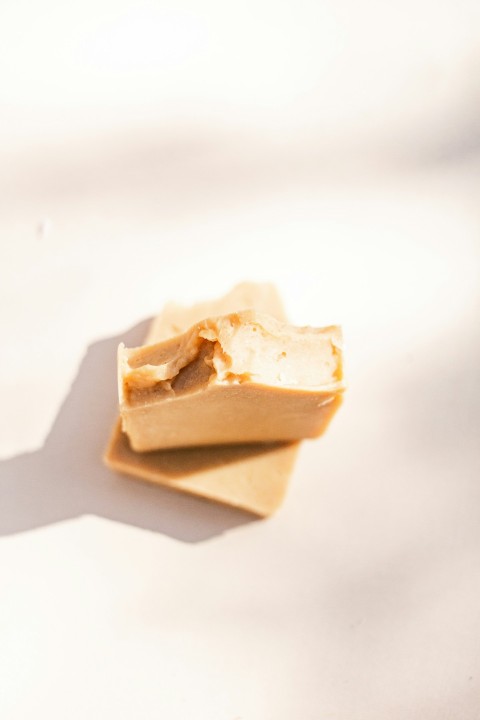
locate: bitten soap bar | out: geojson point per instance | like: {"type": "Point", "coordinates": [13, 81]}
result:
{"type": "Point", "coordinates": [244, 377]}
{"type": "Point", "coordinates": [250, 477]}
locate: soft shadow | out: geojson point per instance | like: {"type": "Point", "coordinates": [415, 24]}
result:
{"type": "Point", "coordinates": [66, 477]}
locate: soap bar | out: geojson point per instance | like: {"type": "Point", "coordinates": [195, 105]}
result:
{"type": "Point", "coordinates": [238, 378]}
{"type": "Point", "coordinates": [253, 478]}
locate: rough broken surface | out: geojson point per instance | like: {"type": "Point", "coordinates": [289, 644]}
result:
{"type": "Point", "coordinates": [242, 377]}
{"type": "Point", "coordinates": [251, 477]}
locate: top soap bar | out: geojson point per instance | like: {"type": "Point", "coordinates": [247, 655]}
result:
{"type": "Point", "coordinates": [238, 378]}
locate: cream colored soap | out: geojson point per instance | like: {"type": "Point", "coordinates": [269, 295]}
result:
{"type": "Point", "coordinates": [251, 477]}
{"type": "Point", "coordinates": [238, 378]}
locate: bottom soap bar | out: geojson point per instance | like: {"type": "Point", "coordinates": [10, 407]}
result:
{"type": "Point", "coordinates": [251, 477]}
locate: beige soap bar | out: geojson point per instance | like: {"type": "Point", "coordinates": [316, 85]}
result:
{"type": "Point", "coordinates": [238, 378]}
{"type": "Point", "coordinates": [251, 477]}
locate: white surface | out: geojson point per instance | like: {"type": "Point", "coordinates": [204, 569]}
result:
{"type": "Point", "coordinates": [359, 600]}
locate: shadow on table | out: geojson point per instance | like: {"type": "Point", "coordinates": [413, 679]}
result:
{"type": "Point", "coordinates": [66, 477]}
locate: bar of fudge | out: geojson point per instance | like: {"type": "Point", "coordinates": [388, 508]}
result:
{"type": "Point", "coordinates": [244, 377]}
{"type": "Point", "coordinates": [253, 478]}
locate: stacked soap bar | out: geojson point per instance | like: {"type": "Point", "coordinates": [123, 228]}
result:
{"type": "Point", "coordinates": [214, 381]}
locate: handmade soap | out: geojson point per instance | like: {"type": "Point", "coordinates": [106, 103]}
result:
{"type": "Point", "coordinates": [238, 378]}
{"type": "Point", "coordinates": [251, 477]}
* * *
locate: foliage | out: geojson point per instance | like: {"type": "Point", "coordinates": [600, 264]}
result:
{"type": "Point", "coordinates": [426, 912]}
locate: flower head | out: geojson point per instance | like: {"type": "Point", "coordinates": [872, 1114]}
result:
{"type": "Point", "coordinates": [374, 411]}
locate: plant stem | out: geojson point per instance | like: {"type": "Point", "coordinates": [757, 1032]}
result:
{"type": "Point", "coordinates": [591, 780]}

# WHAT IS REQUIRED
Gather every line in the listing above that contains the string "shadow", treating uppercase and lowercase as different.

# RESPONSE TO THE EXERCISE
locate: soft shadow | out: geojson point per instance | like: {"type": "Point", "coordinates": [415, 24]}
locate: shadow on table | out: geojson point per instance | like: {"type": "Point", "coordinates": [413, 679]}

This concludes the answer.